Study questions >>
1. Update the service animal post starting with "So how does" and going on through "NOT service dogs.", and put "miniature pony" in place of "mini-horse".
2. Go on with the blog post about fake service dogs, picking up after its final sentence.

Exercise passage >>
|A sign hanging at Oscar's in Pacific Beach|
I should begin by saying that I'm not really a "dog person", nor a "people person", for that matter. That's not to say I don't inherently like dogs or people, it's that I'm selective and prefer that a dog or a person be clean, somewhat quiet, nicely groomed and well mannered, especially if I have to dine near them. Now, as the subject of this post suggests, I'm perturbed by the bring-your-dogs-everywhere-and-claim-they-are-service-animals trend that is pervading San Diego and beyond. It's totally, completely, ridiculously, offensively out of control, and unfortunately for everyone else like me, the law is on the side of the canine-obsessed. Here I break down the service animal situation so that public businesses are aware and, conversely and completely unintentionally, so that the cheaters can cheat with even greater ease.
|Brody "Pop Pop" Lewis|
Now before you start blasting me, let's get this straight: I have absolutely no issue with true service dogs - those that are performing some necessary task for their physically-disabled and/or seriously emotionally plagued human. If a person is blind, deaf, in need of a medical alert, has serious PTSD, or has any other serious health issue for which a dog reasonably may provide assistance, then of course they should be entitled to bring their professionally trained canine along. But let's be real, about 90% of those touting their animals 'service dogs' are full of it, and they are abusing a privilege that was meant to grant access to those in serious need. Even the law seems far too expansive with regard to what afflictions may require a service animal and what constitutes an adequately trained dog, allowing for these fraudulent abuses to take place on a pervasive scale.
So how does a dog or mini-horse become a service animal? Is it an extensive multi-year program akin to a human becoming a therapist? Nope. While various online sites offer the accreditation for a small fee, like this one here, the sole legal requirement for a service animal is that it be "individually trained to benefit the person with a covered disability." The animal doesn't even have to be trained by a professional, rather it may be 'trained' by a neighbor, friend, local transient, a family member, or even the person with the alleged disability. It does not have to be tested or registered, it does not have to wear a special tag or vest, or be identified at all as a service animal. Yes, true service dogs must undergo extensive training to perform their functions, but that is not what I'm discussing here. I'm talking about "service" dogs NOT service dogs.

Given information >>
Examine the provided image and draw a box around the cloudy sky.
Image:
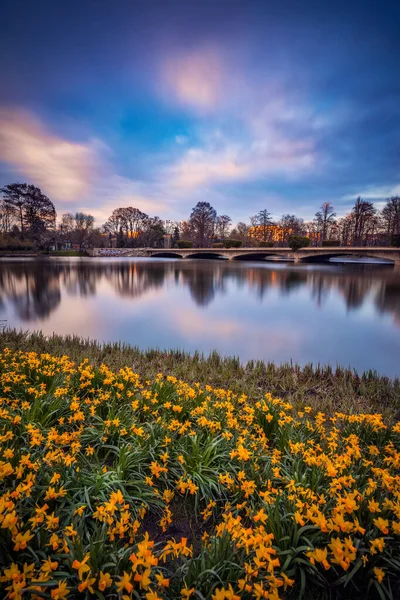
[0,0,400,224]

Answer list >>
1.
So how does a dog or miniature pony become a service animal? Is it an extensive multi-year program akin to a human becoming a therapist? Nope. While various online sites offer the accreditation for a small fee, like this one here, the sole legal requirement for a service animal is that it be "individually trained to benefit the person with a covered disability." The animal doesn't even have to be trained by a professional, rather it may be 'trained' by a neighbor, friend, local transient, a family member, or even the person with the alleged disability. It does not have to be tested or registered, it does not have to wear a special tag or vest, or be identified at all as a service animal. Yes, true service dogs must undergo extensive training to perform their functions, but that is not what I'm discussing here. I'm talking about "service" dogs NOT service dogs.

2.
California and federal law, businesses that serve the general public, such as restaurants, hotels, retail stores, taxicabs, theaters, concert halls, and sports facilities, may only ask two questions when someone brings their pup or mini-horse into their establishment: “Is this a service animal for a disability?” (do not dare ask specifics about the disability!) AND “What service is it trained to perform?” Any inquiry beyond those two questions and the business may expose themselves to possible civil litigation and criminal fines (up to $2,500 in CA). The public place cannot require and it is not advisable that they even ask a person to prove that their dog is a service animal. Although those lying about a service dog may be charged with a criminal misdemeanor punishable by a fine of up to $1,000 (and/or up to six months imprisonment), who is actually enforcing this and how?
|Service dogs EVERYWHERE!|
|Not sure that's actually a fact.|
So what's the problem with dogs being permitted in public places, specifically restaurants, anyway? It's been going on forever in Europe, you know. If it doesn't hurt anybody, blah blah blah. Personally, my biggest problem with it is CLEANLINESS. And I don't want to hear anything like "dogs' mouths are cleaner than humans" or "my dog is cleaner and better behaved than your kid." Nonsense. Dogs are trekking all over town, pooping and peeing in public with their bare feet, stomping around the streets, sniffing and licking garbage, other dogs' butts, possibly eating feces, and who knows what else. Furthermore, are you familiar with people having allergies to dogs? People that are anxious around dogs? Who is protecting these people?